◆ **TASK 1**
In the passage on recommendation engines, how does a pure collaborative-filtering system see its data?
◆ **TASK 2**
Pull out every line of the listing that contains the string "concrete".

──────── TEXT BLOCK

Let’s pretend we need to build a recommendation engine for an eCommerce web site.
There are basically two buckets your engine will fall into: content-based, or collaborative-filtering.
Introducing Content-Based Recommenders
Content-based systems are the ones that your friends and colleagues all assume you are building; using actual item properties like description, title, price, etc, etc. If you had never thought about recommendation systems before, and someone put a gun to your head, Swordfish-style, and forced you to describe one out loud in 30 seconds, you would probably describe a content-based system. "Uhh, uhh, I’d like, show a bunch of products from the same manufacturer that has a similar description."
You’re using the actual attributes of the item itself to recommend similar products. This makes a ton of sense, as it’s how we actually shop in the real world. We go into the Toaster-Oven aisle and look at all the toaster ovens, which are probably physically arranged on the shelf according to brand, or price, or ability to also cook a full turkey in under 30 minutes.
Why This Doesn’t Always Work Well
On most eCommerce sites it’s easy enough for folks to browse the toaster oven category already. What we really want is a recommendation system that drives incremental sales (e.g. sales that would not have happened otherwise). If a customer is looking at the product details page for Harry Potter and the Chamber of Secrets, and your recommended shows Prisoner of Azkaban, and the customer buys it, the data scientists back at Random House HQ should not be high-fiving. It’s a safe bet that that customer already knew there were more than two books in the series and would have bought Prisoner of Azkaban anyway. It was not an incremental sale.
Introducing Collaborative Filtering
We need another approach. Enter Collaborative Filtering, or CF. The big idea behind CF is also pretty intuitive; the product someone is most likely to buy, is the product that a bunch of people like you also bought. Sure, this can lead to the Harry Potter situation, but it’s much better at making recommendations from further afield, from deeper in the product catalog. It’s more robust against problems like typos ("Harry Pooter" still gets recommended), and when measured in the real world in terms of generating incremental sales, generally beats the pants off pure content-based systems.
While the big idea behind CF is intuitive, there is one aspect that you will definitely have to explain to colleagues many, many times. Pure CF systems have no knowledge whatsoever about the products they are recommending! To the system, it’s just a giant grid of product IDs and user IDs, representing who bought what. It’s deeply counterintuitive that CF algorithms often see no measurable performance improvements when they are hybridized with content-based systems. Surely knowing something about the items you are recommending must help a little , right?

────────────────
──────── RAW DATA

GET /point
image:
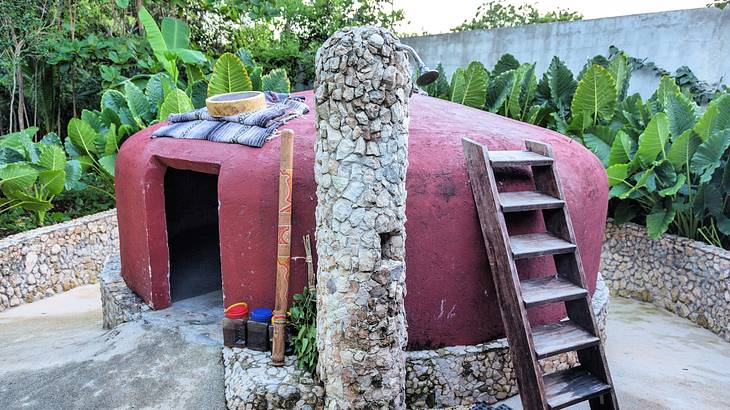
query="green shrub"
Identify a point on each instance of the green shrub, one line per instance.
(303, 316)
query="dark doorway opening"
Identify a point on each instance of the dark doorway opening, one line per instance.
(191, 207)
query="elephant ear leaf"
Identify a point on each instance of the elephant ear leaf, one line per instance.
(473, 90)
(498, 89)
(229, 75)
(117, 102)
(276, 80)
(52, 181)
(621, 71)
(137, 102)
(683, 148)
(107, 163)
(51, 157)
(17, 176)
(715, 118)
(654, 138)
(458, 84)
(667, 86)
(709, 154)
(595, 96)
(155, 38)
(175, 33)
(73, 176)
(657, 222)
(561, 84)
(175, 102)
(505, 63)
(681, 113)
(83, 136)
(621, 149)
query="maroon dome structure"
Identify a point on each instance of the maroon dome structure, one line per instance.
(450, 297)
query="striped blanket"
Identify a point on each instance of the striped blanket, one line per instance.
(252, 128)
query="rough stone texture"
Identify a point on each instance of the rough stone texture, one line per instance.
(362, 90)
(689, 278)
(53, 259)
(119, 304)
(253, 383)
(451, 376)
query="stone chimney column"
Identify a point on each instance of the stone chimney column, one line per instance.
(362, 88)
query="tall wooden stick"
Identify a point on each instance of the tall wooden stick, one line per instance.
(283, 253)
(311, 281)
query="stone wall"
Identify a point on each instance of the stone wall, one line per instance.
(446, 377)
(662, 38)
(689, 278)
(443, 378)
(53, 259)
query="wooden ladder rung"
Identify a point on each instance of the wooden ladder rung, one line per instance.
(560, 337)
(538, 244)
(511, 158)
(528, 201)
(541, 291)
(567, 387)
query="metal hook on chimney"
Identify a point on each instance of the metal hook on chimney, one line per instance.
(427, 75)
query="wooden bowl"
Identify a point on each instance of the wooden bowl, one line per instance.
(222, 105)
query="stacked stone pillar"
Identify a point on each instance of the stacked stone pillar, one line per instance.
(362, 89)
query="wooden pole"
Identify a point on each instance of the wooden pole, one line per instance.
(283, 253)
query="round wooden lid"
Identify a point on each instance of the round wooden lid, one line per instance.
(222, 105)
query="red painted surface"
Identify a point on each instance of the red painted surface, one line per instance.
(450, 301)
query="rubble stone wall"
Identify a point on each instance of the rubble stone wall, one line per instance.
(53, 259)
(689, 278)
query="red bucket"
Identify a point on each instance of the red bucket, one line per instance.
(236, 310)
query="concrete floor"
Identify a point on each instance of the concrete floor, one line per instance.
(55, 355)
(661, 361)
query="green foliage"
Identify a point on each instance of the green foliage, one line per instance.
(31, 174)
(171, 44)
(500, 13)
(595, 97)
(470, 85)
(229, 75)
(303, 316)
(276, 80)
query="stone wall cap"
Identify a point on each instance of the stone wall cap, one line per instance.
(676, 239)
(22, 237)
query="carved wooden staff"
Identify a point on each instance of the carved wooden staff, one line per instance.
(284, 246)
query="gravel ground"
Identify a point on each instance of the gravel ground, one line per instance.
(55, 355)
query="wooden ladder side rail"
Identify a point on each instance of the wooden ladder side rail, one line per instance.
(504, 273)
(580, 311)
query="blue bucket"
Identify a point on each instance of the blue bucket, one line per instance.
(262, 315)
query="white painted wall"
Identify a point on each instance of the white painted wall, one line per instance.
(697, 38)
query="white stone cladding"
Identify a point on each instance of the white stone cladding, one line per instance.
(362, 89)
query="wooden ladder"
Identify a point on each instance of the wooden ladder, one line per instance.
(591, 379)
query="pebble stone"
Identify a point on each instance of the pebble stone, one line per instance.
(686, 277)
(362, 90)
(53, 259)
(447, 377)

────────────────

◆ **RESPONSE 1**
As a giant grid of product IDs and user IDs, representing who bought what.

◆ **RESPONSE 2**
query="concrete floor"
Identify a point on each instance of the concrete floor, one line per instance.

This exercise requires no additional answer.